Records:

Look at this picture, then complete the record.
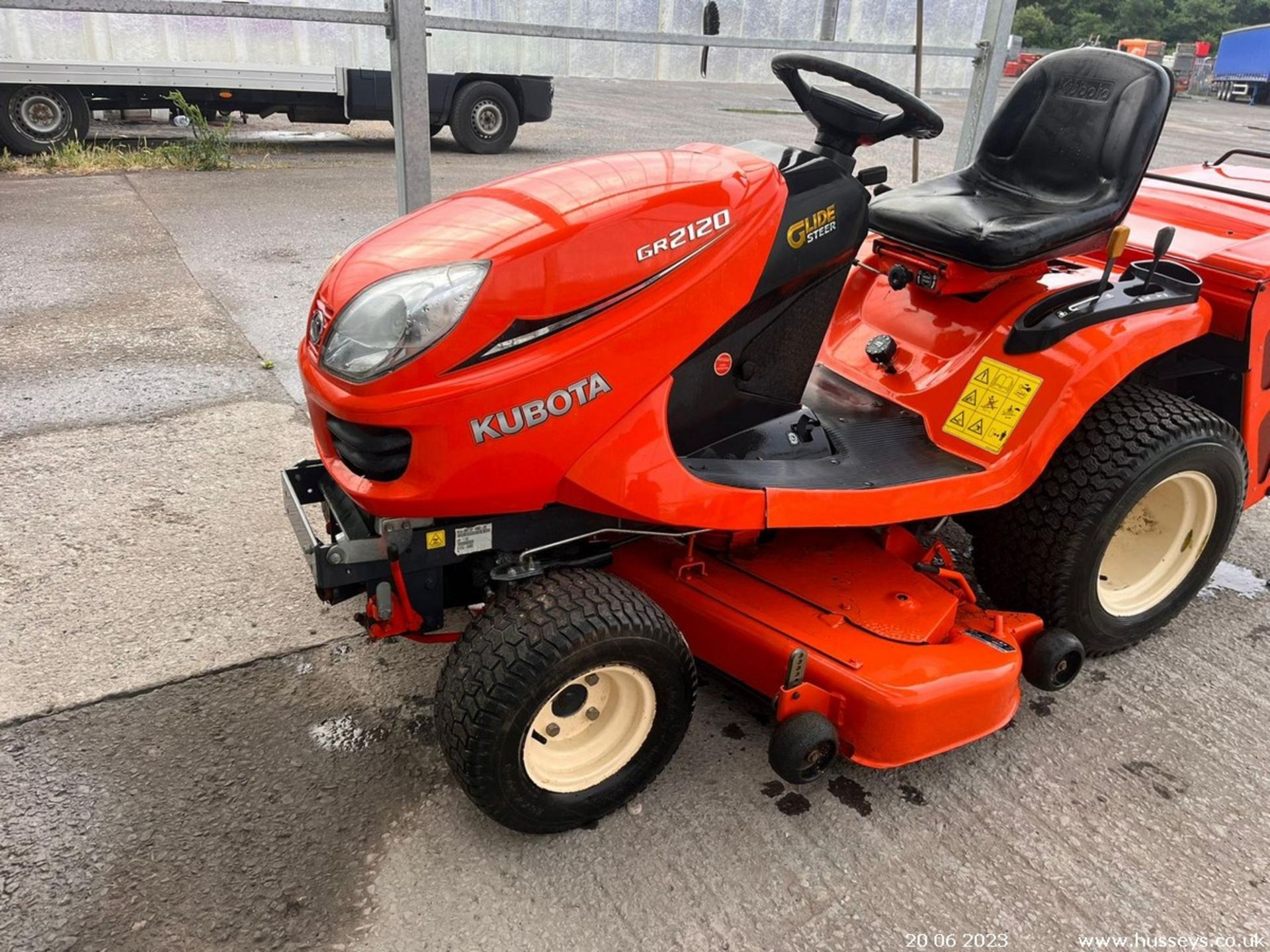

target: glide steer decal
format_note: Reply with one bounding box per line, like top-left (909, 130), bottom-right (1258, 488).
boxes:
top-left (468, 372), bottom-right (612, 446)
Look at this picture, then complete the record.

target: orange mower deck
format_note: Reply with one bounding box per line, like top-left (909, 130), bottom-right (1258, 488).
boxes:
top-left (612, 528), bottom-right (1044, 768)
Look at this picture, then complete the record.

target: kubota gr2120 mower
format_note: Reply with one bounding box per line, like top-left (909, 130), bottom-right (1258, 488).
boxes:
top-left (283, 50), bottom-right (1270, 832)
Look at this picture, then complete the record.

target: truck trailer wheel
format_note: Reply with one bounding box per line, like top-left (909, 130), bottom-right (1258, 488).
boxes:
top-left (436, 569), bottom-right (696, 833)
top-left (974, 386), bottom-right (1248, 656)
top-left (450, 81), bottom-right (521, 155)
top-left (0, 84), bottom-right (91, 155)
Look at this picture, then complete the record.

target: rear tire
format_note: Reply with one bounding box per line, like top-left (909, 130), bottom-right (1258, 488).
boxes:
top-left (974, 386), bottom-right (1248, 656)
top-left (436, 569), bottom-right (696, 833)
top-left (0, 84), bottom-right (91, 155)
top-left (450, 81), bottom-right (521, 155)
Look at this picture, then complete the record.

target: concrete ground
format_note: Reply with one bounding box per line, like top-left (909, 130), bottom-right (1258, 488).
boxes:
top-left (0, 80), bottom-right (1270, 952)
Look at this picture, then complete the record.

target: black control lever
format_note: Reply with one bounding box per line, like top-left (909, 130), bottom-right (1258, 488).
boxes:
top-left (1142, 225), bottom-right (1177, 294)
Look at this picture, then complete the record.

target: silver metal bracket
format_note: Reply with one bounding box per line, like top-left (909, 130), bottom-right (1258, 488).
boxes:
top-left (785, 647), bottom-right (806, 690)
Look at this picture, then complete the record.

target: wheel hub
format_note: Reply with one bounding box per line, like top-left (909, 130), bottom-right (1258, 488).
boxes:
top-left (9, 90), bottom-right (70, 141)
top-left (472, 99), bottom-right (503, 138)
top-left (1097, 469), bottom-right (1216, 618)
top-left (522, 664), bottom-right (657, 793)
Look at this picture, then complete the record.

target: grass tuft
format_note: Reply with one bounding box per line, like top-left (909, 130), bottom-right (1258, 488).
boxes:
top-left (0, 90), bottom-right (243, 175)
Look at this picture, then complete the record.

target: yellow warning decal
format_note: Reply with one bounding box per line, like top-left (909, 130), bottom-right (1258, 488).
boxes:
top-left (944, 357), bottom-right (1041, 453)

▶ **GOAL OF THE EXERCISE**: Reproduce all of the data above verbatim, but leave the pictures out.

▶ **ANSWER FOR THE TASK**:
Look at this picture, then complete the record.

target: glide steer decal
format_note: Reply with one bounding box per line, like top-left (909, 130), bottom-right (1258, 488).
boxes:
top-left (468, 372), bottom-right (612, 446)
Look at this picture, then complete the record.

target: orange mower deck
format_note: Reply with one bounding box per line, like top-left (909, 130), bottom-right (1258, 488).
boxes:
top-left (612, 528), bottom-right (1044, 768)
Look at this picture, then complete the record.

target: kubota gr2120 mower
format_note: Reply with one bounding box per line, like top-left (909, 130), bottom-right (1258, 488).
boxes:
top-left (283, 50), bottom-right (1270, 832)
Look at this picture, then complete the record.

target: truck trailer wheel
format_note: Reply with one bounding box per line, like top-left (909, 130), bottom-right (1258, 488).
boxes:
top-left (436, 569), bottom-right (696, 833)
top-left (974, 386), bottom-right (1248, 656)
top-left (450, 81), bottom-right (521, 155)
top-left (0, 84), bottom-right (91, 155)
Look at this picture, then complete the record.

target: rear tire
format_note: Reply with one bounding box per line, like top-left (909, 130), bottom-right (1258, 488).
boxes:
top-left (974, 386), bottom-right (1248, 656)
top-left (436, 569), bottom-right (696, 833)
top-left (0, 84), bottom-right (91, 155)
top-left (450, 81), bottom-right (521, 155)
Look at this picture, then complete the record.

target: concrete ground
format_note: Reply with one bounding box per line, like top-left (909, 130), bottom-right (1258, 488).
boxes:
top-left (0, 80), bottom-right (1270, 952)
Look at this picture, then complete the record.

target: black control lever
format_note: Reply with one bounding box per line, like top-left (909, 130), bottom-right (1258, 488).
boxes:
top-left (1142, 225), bottom-right (1177, 294)
Look at this picture, then complete the record.

target: silver metal bracket
format_note: Reply with one bounding box per line, like top-left (909, 130), bottom-right (1258, 488).
boxes:
top-left (785, 647), bottom-right (806, 690)
Look at this picture, then complete the record.

target: wheel hub
format_note: Reply with one bounding box per line, like top-left (909, 130), bottom-right (1258, 488).
boxes:
top-left (9, 90), bottom-right (70, 141)
top-left (472, 99), bottom-right (503, 138)
top-left (1097, 469), bottom-right (1216, 618)
top-left (522, 664), bottom-right (657, 793)
Look at this picture, then complete the record.

target: grass tuft
format_note: Reply with one bounding box per line, like top-left (909, 130), bottom-right (1258, 488).
boxes:
top-left (0, 90), bottom-right (243, 175)
Look at this picture, then complete the record.

target: yellow warning decal
format_note: Reply with one bounding box per line, like top-left (909, 130), bottom-right (1258, 488).
boxes:
top-left (944, 357), bottom-right (1041, 453)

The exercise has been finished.